(Point-per-instance localization data)
────────────────────
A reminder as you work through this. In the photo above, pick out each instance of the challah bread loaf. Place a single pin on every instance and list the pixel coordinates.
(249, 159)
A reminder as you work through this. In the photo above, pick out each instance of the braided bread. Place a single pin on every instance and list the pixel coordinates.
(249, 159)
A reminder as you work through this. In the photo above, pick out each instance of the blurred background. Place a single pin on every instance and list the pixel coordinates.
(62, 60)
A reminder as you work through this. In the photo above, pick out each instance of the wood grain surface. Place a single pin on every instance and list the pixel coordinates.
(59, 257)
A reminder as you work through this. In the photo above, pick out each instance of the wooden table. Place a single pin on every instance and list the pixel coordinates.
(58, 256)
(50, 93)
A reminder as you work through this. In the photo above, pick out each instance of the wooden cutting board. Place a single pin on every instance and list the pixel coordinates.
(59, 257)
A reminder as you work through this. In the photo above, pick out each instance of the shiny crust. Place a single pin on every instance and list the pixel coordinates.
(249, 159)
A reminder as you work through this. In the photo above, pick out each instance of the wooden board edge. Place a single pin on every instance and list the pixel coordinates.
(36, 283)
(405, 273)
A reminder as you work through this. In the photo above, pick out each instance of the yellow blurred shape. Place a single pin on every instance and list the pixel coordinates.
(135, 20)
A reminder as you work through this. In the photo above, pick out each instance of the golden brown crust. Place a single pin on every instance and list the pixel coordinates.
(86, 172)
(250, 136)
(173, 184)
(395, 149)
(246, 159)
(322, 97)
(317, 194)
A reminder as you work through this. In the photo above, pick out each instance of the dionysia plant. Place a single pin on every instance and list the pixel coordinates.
────────────────────
• _PROBLEM TO SOLVE_
Retype every record above exactly as it stands.

• _SOLVED PROBLEM_
A reminder as you work through this. In the photo above, pick out each instance of the challah bread loaf. Place a single pin on every instance and list the pixel coordinates.
(249, 159)
A reminder as you work through this. In the photo above, pick out each instance of the braided bread. Place a single pin on every instance and list the pixel coordinates.
(249, 159)
A reminder as you work through this. In the photo above, pick out each instance of the blurred background. Place a single pin on every instance and list the pixel coordinates.
(62, 60)
A reminder as you work through this. In the photo above, pick out each instance of the wood grain surface. Place a single pin on every instance and list the pixel coordinates.
(59, 257)
A reminder as you work through this. In the photo above, pick out each instance of the wooden table. Place a single pin on every instance and list the pixel coordinates.
(58, 256)
(50, 93)
A reminder as you work through this. In the photo above, pick out each instance of the wooden cutting board. Place a single pin on every instance and list the pixel coordinates.
(59, 257)
A reminder as you work through this. In the photo above, pick out each instance of the shiny crust. Place a single pin on every instance and list the pixel coordinates.
(249, 159)
A reminder as you work through this. In the photo above, pick out each instance of the wooden board edge. Place a single pin on every instance and list the pixel coordinates.
(36, 283)
(405, 273)
A reminder as you work through this. In the photo above, pick out each instance of the yellow blurred shape. Place a single pin on every instance and list the pixel coordinates.
(135, 20)
A reminder as you work through this. In the photo above, pick out each instance of the golden brown crust. Place a single pin on every instance and list the pixel coordinates.
(86, 172)
(250, 136)
(173, 184)
(395, 149)
(246, 159)
(322, 97)
(317, 194)
A reminder as you work through this. In the photo above, pick out each instance of the dionysia plant. Place a single pin on every instance and list the pixel coordinates.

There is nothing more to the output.